- Cover art from the DVD release

名犬ジョリィ (Meiken Jorī)
- Genre: Adventure, Historical
- Directed by: Keiji Hayakawa
- Studio: MK Company Visual 80 Toho
- Original network: NHK
- English network: AU: ABC; CA: Radio-Canada; UK: CBBC; US: Nickelodeon;
- Original run: April 7, 1981 – June 23, 1982
- Episodes: 52 (List of episodes)

= Belle and Sebastian (Japanese TV series) =

Japanese anime series

Belle and Sebastian (名犬ジョリィ, Meiken Jorī) is an anime adaption of the 1965 novel Belle et Sébastien by French author Cécile Aubry. The series ran on the Japanese network NHK from April 7, 1981 to March 24, 1982. It consists of 52 episodes and was a co-production of MK Company, Visual 80 Productions and Toho Company, Ltd.

Toshiyuki Kashiwakura was the head writer and character designs were by Shuichi Seki. The show was broadcast on French and Japanese television in 1981, with American cable network Nickelodeon picking it up in 1984. In the United Kingdom, it aired on Children's BBC in 1989 and 1990.

The anime used many staffers from Nippon Animation's World Masterpiece Theater franchise, thus the look and feel is similar to that of a WMT production even though Nippon Animation itself was not involved with this series.

The series has been aired in many countries outside Japan and has been dubbed and subtitled in English and numerous other languages. The English-language script was written by Eileen Opatut, and the series was dubbed into English by Synchro-Quebec in Montreal.

• [Supplied entries]:
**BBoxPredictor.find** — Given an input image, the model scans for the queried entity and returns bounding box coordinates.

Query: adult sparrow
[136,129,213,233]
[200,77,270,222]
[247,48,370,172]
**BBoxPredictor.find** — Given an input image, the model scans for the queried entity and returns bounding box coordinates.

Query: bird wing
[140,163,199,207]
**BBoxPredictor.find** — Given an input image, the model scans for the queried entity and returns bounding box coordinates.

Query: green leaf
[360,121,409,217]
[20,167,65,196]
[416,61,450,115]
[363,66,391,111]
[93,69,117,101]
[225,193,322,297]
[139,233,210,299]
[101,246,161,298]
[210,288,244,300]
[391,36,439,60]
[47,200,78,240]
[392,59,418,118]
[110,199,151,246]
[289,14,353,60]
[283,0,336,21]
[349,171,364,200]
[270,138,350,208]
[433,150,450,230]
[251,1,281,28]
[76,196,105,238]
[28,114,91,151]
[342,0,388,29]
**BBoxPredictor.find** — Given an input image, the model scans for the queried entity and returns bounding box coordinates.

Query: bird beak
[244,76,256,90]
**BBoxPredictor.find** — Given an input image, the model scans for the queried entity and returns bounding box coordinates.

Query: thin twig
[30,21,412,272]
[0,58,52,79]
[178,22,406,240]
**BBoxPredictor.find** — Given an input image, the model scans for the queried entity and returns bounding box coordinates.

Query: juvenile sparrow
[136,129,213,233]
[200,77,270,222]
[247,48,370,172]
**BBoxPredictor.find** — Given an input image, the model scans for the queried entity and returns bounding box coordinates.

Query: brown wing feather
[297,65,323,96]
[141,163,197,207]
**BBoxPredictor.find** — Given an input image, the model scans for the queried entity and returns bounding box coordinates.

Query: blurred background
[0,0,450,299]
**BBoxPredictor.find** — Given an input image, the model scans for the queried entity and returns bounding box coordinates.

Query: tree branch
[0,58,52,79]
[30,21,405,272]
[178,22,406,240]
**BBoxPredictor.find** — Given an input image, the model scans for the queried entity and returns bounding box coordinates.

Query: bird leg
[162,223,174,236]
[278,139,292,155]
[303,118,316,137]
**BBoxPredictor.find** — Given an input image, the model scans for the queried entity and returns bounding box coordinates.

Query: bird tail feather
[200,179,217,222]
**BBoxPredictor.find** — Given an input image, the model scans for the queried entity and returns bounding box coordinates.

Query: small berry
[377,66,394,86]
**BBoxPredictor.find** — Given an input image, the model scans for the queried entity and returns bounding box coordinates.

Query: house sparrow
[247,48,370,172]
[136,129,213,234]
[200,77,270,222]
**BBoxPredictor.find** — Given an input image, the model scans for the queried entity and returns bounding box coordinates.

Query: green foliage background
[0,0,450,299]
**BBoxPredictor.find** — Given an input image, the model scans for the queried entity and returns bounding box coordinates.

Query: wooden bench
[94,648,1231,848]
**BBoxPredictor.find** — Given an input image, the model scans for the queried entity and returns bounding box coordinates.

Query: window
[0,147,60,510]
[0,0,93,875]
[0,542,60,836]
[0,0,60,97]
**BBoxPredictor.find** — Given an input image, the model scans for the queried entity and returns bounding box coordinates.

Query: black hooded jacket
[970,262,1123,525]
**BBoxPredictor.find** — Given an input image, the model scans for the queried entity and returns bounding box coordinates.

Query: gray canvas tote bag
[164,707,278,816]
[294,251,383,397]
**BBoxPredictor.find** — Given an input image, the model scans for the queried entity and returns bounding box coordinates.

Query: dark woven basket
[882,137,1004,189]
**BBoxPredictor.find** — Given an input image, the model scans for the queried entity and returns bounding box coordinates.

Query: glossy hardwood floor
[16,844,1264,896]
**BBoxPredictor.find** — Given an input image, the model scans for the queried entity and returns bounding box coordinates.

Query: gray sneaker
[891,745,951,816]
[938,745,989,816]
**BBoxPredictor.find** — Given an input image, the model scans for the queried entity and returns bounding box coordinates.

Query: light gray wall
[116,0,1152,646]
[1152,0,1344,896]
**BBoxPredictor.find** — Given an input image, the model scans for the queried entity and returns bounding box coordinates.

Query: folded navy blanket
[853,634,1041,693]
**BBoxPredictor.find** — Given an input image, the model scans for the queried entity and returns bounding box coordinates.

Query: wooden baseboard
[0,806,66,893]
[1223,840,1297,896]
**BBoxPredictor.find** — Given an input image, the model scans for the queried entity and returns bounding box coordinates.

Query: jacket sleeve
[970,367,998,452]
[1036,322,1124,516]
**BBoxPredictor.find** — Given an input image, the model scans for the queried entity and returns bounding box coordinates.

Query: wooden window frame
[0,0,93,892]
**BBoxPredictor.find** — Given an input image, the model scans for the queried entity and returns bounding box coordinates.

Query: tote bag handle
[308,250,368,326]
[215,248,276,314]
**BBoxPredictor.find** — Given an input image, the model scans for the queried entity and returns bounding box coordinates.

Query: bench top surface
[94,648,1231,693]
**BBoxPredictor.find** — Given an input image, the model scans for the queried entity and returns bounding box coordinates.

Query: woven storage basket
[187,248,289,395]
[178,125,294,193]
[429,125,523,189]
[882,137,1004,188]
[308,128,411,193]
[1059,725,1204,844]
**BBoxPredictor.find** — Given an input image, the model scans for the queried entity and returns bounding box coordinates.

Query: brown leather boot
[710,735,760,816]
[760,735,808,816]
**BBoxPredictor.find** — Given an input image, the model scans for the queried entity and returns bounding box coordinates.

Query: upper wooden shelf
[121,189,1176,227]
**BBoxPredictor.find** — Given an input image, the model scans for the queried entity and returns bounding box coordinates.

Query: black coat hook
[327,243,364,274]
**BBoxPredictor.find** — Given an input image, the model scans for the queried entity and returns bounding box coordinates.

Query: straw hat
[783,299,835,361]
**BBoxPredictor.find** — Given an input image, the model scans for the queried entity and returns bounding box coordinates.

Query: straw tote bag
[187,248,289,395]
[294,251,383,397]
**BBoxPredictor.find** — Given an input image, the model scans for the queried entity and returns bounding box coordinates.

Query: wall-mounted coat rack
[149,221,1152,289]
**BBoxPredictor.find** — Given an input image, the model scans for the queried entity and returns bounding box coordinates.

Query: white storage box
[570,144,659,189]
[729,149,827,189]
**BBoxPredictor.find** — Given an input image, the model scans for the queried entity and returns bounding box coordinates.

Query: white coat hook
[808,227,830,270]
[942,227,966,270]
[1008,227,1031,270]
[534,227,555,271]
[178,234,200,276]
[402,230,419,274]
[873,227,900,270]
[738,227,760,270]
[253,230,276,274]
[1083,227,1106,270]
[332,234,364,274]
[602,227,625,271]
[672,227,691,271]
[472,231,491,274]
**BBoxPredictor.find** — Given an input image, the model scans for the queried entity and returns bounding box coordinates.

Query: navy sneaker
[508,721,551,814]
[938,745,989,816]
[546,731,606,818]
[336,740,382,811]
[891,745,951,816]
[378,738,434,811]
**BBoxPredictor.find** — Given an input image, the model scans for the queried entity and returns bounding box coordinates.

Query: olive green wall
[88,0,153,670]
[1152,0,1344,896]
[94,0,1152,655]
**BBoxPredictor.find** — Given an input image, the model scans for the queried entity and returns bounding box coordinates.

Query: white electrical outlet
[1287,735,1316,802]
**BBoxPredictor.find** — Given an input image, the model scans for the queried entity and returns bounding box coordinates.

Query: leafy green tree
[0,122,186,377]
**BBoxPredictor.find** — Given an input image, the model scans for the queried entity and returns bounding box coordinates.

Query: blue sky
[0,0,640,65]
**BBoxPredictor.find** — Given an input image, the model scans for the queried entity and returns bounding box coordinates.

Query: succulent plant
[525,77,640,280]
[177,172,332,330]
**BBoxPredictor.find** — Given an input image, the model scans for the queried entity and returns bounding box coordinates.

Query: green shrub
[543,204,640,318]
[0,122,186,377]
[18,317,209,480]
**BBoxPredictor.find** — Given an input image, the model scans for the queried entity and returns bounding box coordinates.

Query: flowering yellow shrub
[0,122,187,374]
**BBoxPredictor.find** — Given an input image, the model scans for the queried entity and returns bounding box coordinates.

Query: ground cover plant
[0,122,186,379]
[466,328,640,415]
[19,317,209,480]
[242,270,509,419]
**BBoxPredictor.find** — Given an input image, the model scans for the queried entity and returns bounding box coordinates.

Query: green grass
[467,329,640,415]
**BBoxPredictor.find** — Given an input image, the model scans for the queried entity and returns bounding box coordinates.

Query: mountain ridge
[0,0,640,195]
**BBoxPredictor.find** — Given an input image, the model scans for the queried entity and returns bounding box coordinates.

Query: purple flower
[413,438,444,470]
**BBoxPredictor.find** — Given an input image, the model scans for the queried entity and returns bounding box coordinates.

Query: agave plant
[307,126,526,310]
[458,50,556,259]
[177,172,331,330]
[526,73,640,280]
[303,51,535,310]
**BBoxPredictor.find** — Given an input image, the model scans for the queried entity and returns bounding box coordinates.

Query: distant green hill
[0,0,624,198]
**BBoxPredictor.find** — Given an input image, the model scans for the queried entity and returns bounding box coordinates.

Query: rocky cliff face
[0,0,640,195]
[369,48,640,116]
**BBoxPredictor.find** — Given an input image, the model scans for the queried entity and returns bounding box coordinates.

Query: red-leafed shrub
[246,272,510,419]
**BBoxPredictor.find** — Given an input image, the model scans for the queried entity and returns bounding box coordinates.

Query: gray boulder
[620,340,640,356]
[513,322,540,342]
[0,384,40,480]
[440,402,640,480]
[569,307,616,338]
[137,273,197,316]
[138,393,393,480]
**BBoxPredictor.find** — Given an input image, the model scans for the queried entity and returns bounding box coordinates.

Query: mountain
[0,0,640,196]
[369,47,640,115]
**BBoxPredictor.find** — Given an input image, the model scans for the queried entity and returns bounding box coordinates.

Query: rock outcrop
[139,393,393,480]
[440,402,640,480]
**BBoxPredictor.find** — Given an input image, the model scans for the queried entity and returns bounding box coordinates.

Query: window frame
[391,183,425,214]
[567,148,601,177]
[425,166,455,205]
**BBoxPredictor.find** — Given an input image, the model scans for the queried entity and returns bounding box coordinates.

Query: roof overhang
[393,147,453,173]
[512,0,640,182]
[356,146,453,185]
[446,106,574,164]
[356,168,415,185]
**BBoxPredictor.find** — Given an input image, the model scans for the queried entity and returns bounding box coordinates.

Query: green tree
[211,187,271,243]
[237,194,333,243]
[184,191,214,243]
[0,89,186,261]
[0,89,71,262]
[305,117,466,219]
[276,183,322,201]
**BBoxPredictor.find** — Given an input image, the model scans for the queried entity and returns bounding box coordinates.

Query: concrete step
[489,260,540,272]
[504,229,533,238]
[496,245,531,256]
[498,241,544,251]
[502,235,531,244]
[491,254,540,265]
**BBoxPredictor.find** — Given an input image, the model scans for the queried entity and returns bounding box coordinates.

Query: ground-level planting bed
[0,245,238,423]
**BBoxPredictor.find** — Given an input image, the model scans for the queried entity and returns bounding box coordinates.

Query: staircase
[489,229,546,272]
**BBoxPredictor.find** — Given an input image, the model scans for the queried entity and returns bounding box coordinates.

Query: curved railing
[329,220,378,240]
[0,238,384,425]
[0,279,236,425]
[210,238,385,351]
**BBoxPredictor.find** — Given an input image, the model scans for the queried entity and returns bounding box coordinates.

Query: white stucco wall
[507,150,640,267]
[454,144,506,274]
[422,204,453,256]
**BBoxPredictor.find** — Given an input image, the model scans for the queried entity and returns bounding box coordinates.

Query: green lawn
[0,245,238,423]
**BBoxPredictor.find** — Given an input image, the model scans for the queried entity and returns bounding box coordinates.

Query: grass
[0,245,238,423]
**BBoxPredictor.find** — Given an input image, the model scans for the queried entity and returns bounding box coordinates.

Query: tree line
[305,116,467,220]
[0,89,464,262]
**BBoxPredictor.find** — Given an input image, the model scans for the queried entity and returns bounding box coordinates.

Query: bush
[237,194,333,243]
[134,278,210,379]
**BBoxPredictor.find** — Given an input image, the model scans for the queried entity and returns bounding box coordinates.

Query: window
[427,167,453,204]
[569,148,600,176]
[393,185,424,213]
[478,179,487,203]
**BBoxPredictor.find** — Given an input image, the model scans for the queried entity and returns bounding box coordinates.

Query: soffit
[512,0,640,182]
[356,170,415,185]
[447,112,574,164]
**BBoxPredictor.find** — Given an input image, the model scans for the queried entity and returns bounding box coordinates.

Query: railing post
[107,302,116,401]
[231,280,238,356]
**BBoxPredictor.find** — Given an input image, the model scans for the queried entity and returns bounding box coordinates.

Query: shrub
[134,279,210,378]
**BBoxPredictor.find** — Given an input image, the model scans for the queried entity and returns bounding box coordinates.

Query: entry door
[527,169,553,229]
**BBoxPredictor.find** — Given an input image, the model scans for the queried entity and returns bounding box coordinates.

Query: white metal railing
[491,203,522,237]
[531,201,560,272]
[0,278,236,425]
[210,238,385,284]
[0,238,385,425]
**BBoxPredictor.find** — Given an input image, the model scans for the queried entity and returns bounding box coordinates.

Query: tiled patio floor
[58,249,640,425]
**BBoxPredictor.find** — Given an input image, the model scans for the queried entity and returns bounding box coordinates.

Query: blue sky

• [Given request A]: Reproduce the passage of the Belle and Sebastian anime article from "Toshiyuki Kashiwakura was" up to and including "1989 and 1990.".
• [Given request B]: Carry on the Belle and Sebastian anime article, starting after its last sentence.
The lines are not needed for this work.

• [Expected answer A]:
Toshiyuki Kashiwakura was the head writer and character designs were by Shuichi Seki. The show was broadcast on French and Japanese television in 1981, with American cable network Nickelodeon picking it up in 1984. In the United Kingdom, it aired on Children's BBC in 1989 and 1990.

• [Expected answer B]:
==Plot==
The series is about the mountain-based adventures of a young boy named Sebastian and his Pyrenean mountain dog, Belle, who live in a small village in Southern France. He has no friends because he is bullied by the other children for not having a mother. But one day, he meets a gentle white dog who has been falsely accused of attacking people. He names her Belle and they become the best of friends. To save her from being put down, he leaves his adoptive family and flees to Spain with her and his little dog, Poochie. They have many adventures as they elude the police and search for his long-lost mother.

==Characters==
- Sebastian
 Sebastian is a 9-year-old boy from a French village near the mountains. Although his age is never explicitly given, the repeated references to 'the events 9 years ago' throughout the series point to it. His name was chosen because he was born on St. Sebastian's Day. Since he was born, he has been living with his adoptive grandfather, Cecil, and Anne-Marie who is Cecil's real granddaughter. He is good-natured and energetic, but the children in town tease him because he doesn't have a real mother. Sebastian's deepest desires are to find his mother and to have a good friend.
- Belle
 Belle ("Jolie" in the Japanese version) is a large white Great Pyrenees who escaped into the French countryside. She is gentle and warmhearted, but her attempts to help those in need are misunderstood. She is labeled "The White Monster" and the police are constantly on her tail.
- Poochie
 Poochie is a little puppy who rides around in Sebastian's pocket. Although Poochie is always yapping and getting into mischief, he is a good friend to Sebastian and Belle.
- Cecil
 Cecil took Sebastian in as a baby and acts as his adoptive grandfather. He is a loving mentor who teaches him all he knows about the mountains and the wilderness.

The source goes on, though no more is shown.